(A block of data)
————————
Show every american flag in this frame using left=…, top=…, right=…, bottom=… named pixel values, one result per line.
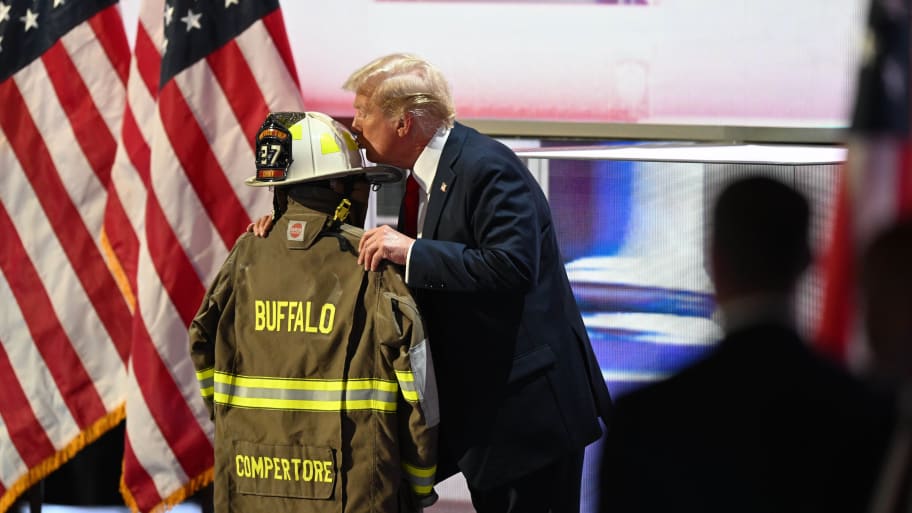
left=105, top=0, right=303, bottom=511
left=0, top=0, right=303, bottom=512
left=818, top=0, right=912, bottom=364
left=0, top=0, right=131, bottom=511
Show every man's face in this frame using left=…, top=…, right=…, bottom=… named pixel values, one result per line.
left=352, top=94, right=407, bottom=167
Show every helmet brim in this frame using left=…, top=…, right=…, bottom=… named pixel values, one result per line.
left=244, top=165, right=405, bottom=187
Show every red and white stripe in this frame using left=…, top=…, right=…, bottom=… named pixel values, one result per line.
left=817, top=135, right=912, bottom=367
left=105, top=0, right=302, bottom=511
left=0, top=6, right=131, bottom=511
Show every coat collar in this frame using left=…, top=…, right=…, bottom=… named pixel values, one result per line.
left=421, top=123, right=469, bottom=239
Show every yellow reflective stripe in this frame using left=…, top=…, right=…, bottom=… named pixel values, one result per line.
left=402, top=462, right=437, bottom=477
left=215, top=372, right=399, bottom=392
left=214, top=372, right=399, bottom=412
left=215, top=393, right=396, bottom=412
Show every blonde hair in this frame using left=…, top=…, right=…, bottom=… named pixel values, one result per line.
left=342, top=53, right=456, bottom=136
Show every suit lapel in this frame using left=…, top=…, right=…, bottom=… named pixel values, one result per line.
left=421, top=123, right=467, bottom=239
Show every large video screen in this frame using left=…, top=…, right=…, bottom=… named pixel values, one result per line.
left=378, top=146, right=843, bottom=513
left=282, top=0, right=868, bottom=128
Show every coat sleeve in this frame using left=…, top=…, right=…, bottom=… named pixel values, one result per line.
left=382, top=282, right=440, bottom=507
left=189, top=241, right=240, bottom=420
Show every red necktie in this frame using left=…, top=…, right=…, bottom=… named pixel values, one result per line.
left=400, top=174, right=421, bottom=238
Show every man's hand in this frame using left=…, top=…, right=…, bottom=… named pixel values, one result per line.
left=247, top=214, right=272, bottom=237
left=358, top=225, right=415, bottom=271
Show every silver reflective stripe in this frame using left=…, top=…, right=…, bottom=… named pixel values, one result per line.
left=196, top=367, right=215, bottom=399
left=400, top=339, right=440, bottom=427
left=215, top=372, right=399, bottom=412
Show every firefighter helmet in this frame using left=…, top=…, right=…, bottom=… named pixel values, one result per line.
left=245, top=112, right=404, bottom=187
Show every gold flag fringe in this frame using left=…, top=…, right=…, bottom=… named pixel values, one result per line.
left=99, top=227, right=136, bottom=313
left=0, top=404, right=126, bottom=513
left=120, top=467, right=214, bottom=513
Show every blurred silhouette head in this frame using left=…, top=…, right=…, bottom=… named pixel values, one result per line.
left=710, top=176, right=811, bottom=303
left=861, top=219, right=912, bottom=381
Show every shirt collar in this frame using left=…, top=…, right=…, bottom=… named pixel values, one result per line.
left=412, top=127, right=450, bottom=194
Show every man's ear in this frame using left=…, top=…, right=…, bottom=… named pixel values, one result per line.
left=396, top=112, right=412, bottom=137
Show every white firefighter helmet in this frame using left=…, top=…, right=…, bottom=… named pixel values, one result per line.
left=245, top=112, right=405, bottom=187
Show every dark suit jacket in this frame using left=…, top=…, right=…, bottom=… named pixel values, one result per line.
left=601, top=324, right=892, bottom=513
left=408, top=123, right=611, bottom=489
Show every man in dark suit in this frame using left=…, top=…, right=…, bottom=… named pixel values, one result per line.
left=602, top=177, right=890, bottom=513
left=344, top=54, right=611, bottom=513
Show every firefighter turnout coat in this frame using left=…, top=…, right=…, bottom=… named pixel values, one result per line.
left=190, top=199, right=438, bottom=513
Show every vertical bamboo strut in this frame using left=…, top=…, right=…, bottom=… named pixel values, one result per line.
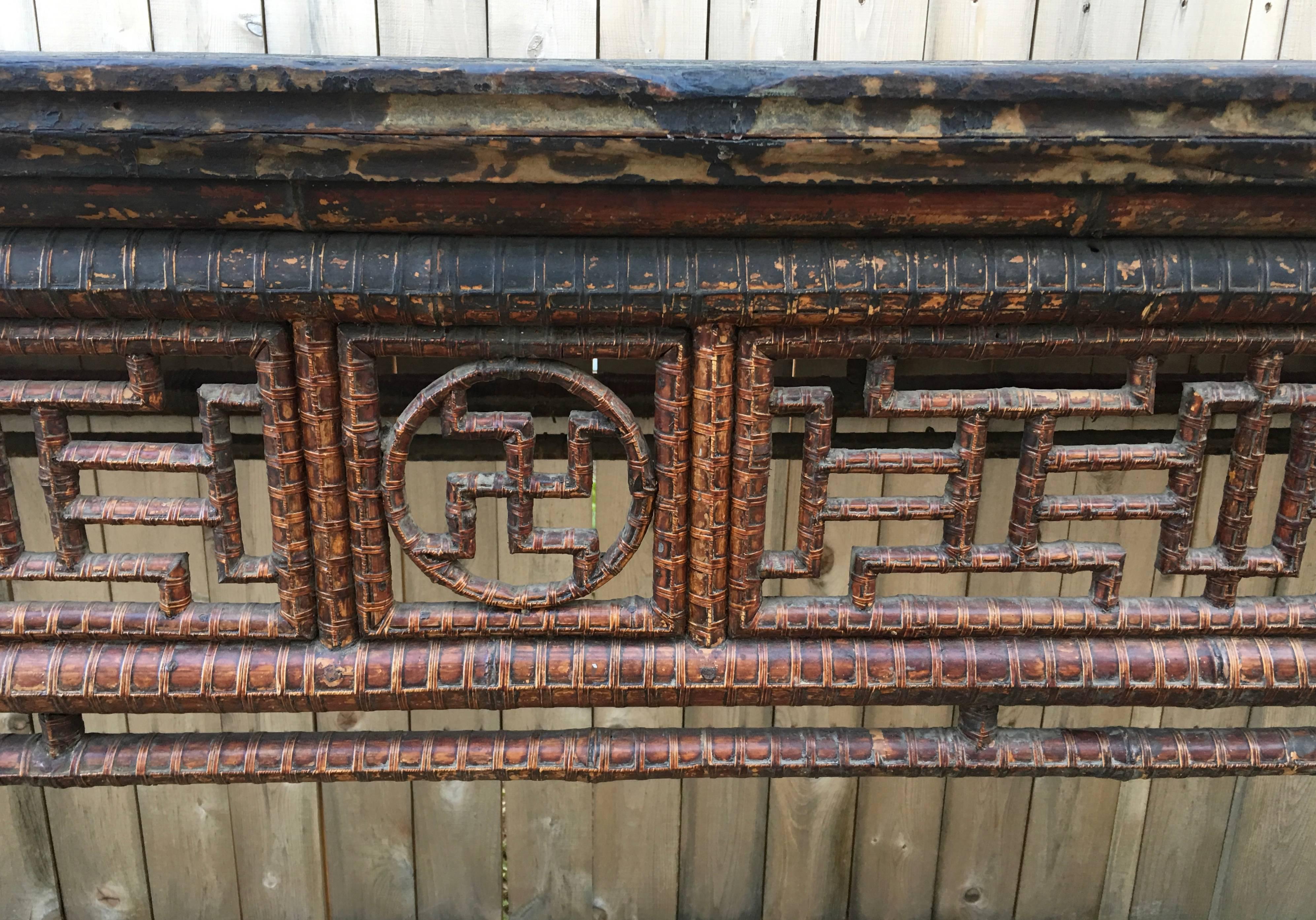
left=292, top=320, right=356, bottom=646
left=688, top=324, right=736, bottom=645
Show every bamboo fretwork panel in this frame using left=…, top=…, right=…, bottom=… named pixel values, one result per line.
left=0, top=319, right=1316, bottom=784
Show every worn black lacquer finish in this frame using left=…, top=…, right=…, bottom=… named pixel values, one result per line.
left=0, top=58, right=1316, bottom=786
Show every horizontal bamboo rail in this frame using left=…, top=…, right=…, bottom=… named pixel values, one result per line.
left=0, top=726, right=1316, bottom=786
left=0, top=636, right=1316, bottom=713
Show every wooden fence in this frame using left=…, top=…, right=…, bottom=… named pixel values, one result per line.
left=8, top=0, right=1316, bottom=920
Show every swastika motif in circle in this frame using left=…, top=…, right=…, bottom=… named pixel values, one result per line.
left=380, top=358, right=658, bottom=608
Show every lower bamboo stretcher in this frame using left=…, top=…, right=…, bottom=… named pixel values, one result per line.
left=0, top=728, right=1316, bottom=786
left=0, top=636, right=1316, bottom=713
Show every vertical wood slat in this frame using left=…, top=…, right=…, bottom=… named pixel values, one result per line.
left=1015, top=405, right=1184, bottom=920
left=91, top=460, right=246, bottom=920
left=678, top=447, right=793, bottom=920
left=405, top=463, right=504, bottom=920
left=599, top=0, right=709, bottom=60
left=934, top=413, right=1082, bottom=920
left=1242, top=0, right=1290, bottom=60
left=375, top=0, right=488, bottom=58
left=842, top=418, right=968, bottom=920
left=497, top=458, right=593, bottom=920
left=9, top=429, right=152, bottom=920
left=263, top=0, right=379, bottom=56
left=0, top=716, right=63, bottom=920
left=1209, top=542, right=1316, bottom=920
left=216, top=458, right=329, bottom=920
left=36, top=0, right=152, bottom=53
left=708, top=0, right=817, bottom=60
left=817, top=0, right=928, bottom=60
left=221, top=712, right=329, bottom=920
left=316, top=712, right=416, bottom=920
left=1211, top=705, right=1316, bottom=920
left=1097, top=705, right=1164, bottom=920
left=1030, top=0, right=1146, bottom=60
left=1138, top=0, right=1249, bottom=60
left=763, top=400, right=890, bottom=920
left=488, top=0, right=599, bottom=59
left=593, top=460, right=682, bottom=920
left=923, top=0, right=1037, bottom=60
left=1126, top=707, right=1248, bottom=920
left=150, top=0, right=264, bottom=54
left=1279, top=0, right=1316, bottom=60
left=0, top=0, right=41, bottom=51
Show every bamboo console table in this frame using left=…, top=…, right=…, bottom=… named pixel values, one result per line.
left=0, top=55, right=1316, bottom=786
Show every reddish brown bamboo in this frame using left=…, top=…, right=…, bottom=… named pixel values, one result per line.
left=340, top=326, right=691, bottom=634
left=0, top=636, right=1316, bottom=712
left=292, top=320, right=356, bottom=646
left=0, top=728, right=1316, bottom=787
left=729, top=326, right=1316, bottom=634
left=0, top=321, right=315, bottom=637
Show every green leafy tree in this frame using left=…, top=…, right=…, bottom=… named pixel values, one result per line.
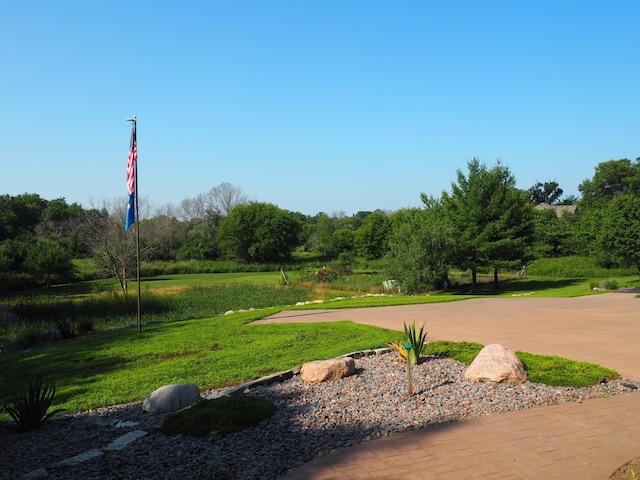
left=442, top=159, right=534, bottom=289
left=385, top=205, right=455, bottom=293
left=534, top=208, right=581, bottom=257
left=577, top=158, right=640, bottom=256
left=355, top=212, right=391, bottom=260
left=26, top=235, right=73, bottom=286
left=218, top=202, right=301, bottom=263
left=597, top=191, right=640, bottom=274
left=578, top=158, right=640, bottom=209
left=527, top=181, right=563, bottom=205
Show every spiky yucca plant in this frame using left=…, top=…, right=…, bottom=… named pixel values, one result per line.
left=389, top=320, right=427, bottom=365
left=4, top=379, right=62, bottom=432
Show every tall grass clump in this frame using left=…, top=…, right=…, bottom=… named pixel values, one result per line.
left=0, top=284, right=313, bottom=348
left=527, top=256, right=637, bottom=278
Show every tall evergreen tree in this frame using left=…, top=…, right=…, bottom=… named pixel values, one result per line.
left=442, top=158, right=534, bottom=289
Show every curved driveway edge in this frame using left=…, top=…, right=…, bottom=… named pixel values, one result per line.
left=254, top=293, right=640, bottom=380
left=259, top=293, right=640, bottom=480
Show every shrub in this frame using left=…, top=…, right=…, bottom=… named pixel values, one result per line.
left=13, top=325, right=46, bottom=350
left=389, top=320, right=427, bottom=365
left=600, top=278, right=619, bottom=290
left=4, top=379, right=62, bottom=432
left=161, top=395, right=276, bottom=436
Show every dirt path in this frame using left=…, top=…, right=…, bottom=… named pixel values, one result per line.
left=256, top=293, right=640, bottom=380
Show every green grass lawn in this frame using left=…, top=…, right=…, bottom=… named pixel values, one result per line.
left=0, top=309, right=401, bottom=413
left=0, top=272, right=638, bottom=413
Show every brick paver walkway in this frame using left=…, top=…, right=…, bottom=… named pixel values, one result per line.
left=262, top=293, right=640, bottom=480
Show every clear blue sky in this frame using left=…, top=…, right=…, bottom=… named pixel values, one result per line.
left=0, top=0, right=640, bottom=215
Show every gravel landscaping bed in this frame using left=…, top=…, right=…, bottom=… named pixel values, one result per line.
left=5, top=354, right=640, bottom=480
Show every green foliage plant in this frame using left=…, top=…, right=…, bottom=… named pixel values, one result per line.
left=4, top=378, right=62, bottom=432
left=161, top=395, right=276, bottom=437
left=388, top=320, right=427, bottom=365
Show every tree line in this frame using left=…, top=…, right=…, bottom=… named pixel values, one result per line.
left=0, top=159, right=640, bottom=292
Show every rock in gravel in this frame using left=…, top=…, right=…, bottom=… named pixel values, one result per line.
left=464, top=343, right=527, bottom=383
left=142, top=383, right=200, bottom=413
left=300, top=357, right=356, bottom=382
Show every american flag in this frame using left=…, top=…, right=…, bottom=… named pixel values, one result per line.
left=124, top=121, right=138, bottom=230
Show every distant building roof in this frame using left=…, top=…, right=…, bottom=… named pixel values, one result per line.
left=534, top=202, right=580, bottom=218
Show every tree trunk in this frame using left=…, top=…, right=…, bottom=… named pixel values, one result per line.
left=471, top=267, right=478, bottom=292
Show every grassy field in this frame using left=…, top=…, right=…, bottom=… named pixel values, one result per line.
left=0, top=258, right=639, bottom=413
left=0, top=309, right=401, bottom=412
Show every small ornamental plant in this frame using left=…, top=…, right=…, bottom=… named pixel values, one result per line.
left=389, top=320, right=427, bottom=365
left=4, top=379, right=62, bottom=432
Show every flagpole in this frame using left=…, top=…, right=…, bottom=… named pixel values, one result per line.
left=126, top=115, right=142, bottom=333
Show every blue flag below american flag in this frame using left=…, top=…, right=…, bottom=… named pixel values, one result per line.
left=124, top=121, right=138, bottom=230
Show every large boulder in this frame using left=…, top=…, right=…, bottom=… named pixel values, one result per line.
left=464, top=344, right=527, bottom=383
left=142, top=383, right=200, bottom=413
left=300, top=357, right=356, bottom=382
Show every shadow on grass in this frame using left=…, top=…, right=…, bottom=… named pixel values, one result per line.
left=449, top=278, right=587, bottom=295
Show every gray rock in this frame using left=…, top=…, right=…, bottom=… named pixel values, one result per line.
left=142, top=383, right=200, bottom=413
left=51, top=448, right=104, bottom=468
left=464, top=343, right=527, bottom=383
left=300, top=357, right=356, bottom=382
left=104, top=430, right=148, bottom=451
————————
WRITTEN TASK: Express the lines of the listing above, from the line containing "Show every brick" through the line containing "left=0, top=0, right=640, bottom=215", as a JSON list of strings with one string per line, omitting any blank lines.

OUTPUT FOR THIS TASK:
[
  "Show every brick paver walkway in this frame using left=…, top=…, right=…, bottom=… named pixel values, one result per line.",
  "left=262, top=293, right=640, bottom=480",
  "Show every clear blue sky in this frame using left=…, top=…, right=…, bottom=… named pixel values, one result per line.",
  "left=0, top=0, right=640, bottom=215"
]